DOCUMENT SECTION
-- Opening Marker --

KF: Do I have to let my kids go on sleep overs? . Never thought of that now I have another reason to be paranoid! . I am not sure if I personally would have the guts to ask but I wish I could! Good luck with that one!
KSB: Sleepovers aren’t what they used to be. I fear the older sibling or the older sibling’s friend or the creepy uncle who swings by for pizza. Medications, drugs, guns. I recognize that I can’t control every environment my children enter, nor do I want to limit their experiences. We haven’t reached sleepover age yet but I’m sure it won’t be long. We’ve already agreed that sleepovers aren’t allowed unless we are friends with the parents. Not just friendly. Friends. My nephew went to a sleepover and their house phone was turned off that night. The mother didn’t want to use up all her minutes letting the 10 yr old boys contact their parents, so my SIL had no way of contacting her son. The next morning the mom took the boys to a splash park without asking permission or notifying anyone. The police found my nephew in a parking garage outside the park. He was fine but terrified. Some if our close friends have guns. My kids could sleepover at some of their homes but not all. Not all gun owners are safe and responsible. In fact I am terrified that the house next door to us has four unlocked guns and two mentally impaired/unstable preschoolers. We don’t do play dates at their house. It’s likely nothing bad will ever happen over there, but why hang around to find out? I understand we will encounter tears and drama and “it’s not fair!” The first time W isn’t allowed to go to the big fun sleepover but I’m okay with that. It’s my job to keep her safe. Not keep her cool.

-- Closing Marker --

RECORDED INFORMATION
-- Opening Marker --

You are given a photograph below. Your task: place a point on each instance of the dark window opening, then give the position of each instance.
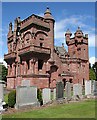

-- Closing Marker --

PROBLEM SET
**A.** In the sleepover discussion, what rule has KSB's family agreed on about letting the children sleep over?
**B.** Extend the sleepover discussion past its last sentence.
The listing is not needed for any of this.

ANSWERS
**A.** Sleepovers aren't allowed unless they are friends with the parents.

**B.**
JLK: It, coming from a no gun culture, scares the Willies out of me that people would have them in their homes. No matter how they are kept.
SR: I absolutely would ask but I wonder how many people are going to tell you if they have guns but don’t store them properly? I didn’t grow up with guns and I’m scared of them but I know people who are responsible gun owners so I don’t think that anyone who has a gun necessarily is bad or irresponsible. As other people pointed out, there are so many things surrounding sleepovers that are troublesome for me but it all really boils down to how well do I know the parents (which I know isn’t a guarantee either).
ALH: Sigh. I would ask, if I was an American. Don’t know how I’d respond to a yes — and I come from a hunting culture and have handled plenty of guns.
JL: I ask, saying something like “you know how interested kids are at this age.” And he doesn’t go if I’m not comfortable with the answer. I also have a good long talk with him about what to do if the subject of seeing a gun comes up.
Even after reading the comments, I’m still not sure if it’s something I won’t feel awkward asking about, but it really is a question that shouldn’t be uncommon (“normalized”), and therefore shouldn’t be a question that anyone would find offensive. On the other hand, it makes me wonder how I would feel if a parent who was a hardcore NRA member refused to allow their child over to our house because I wouldn’t be the person willing to arm myself to save their baby in an event that would be a hundred (if not a thousand) times MORE unlikely than an accidental gun-inflicted injury.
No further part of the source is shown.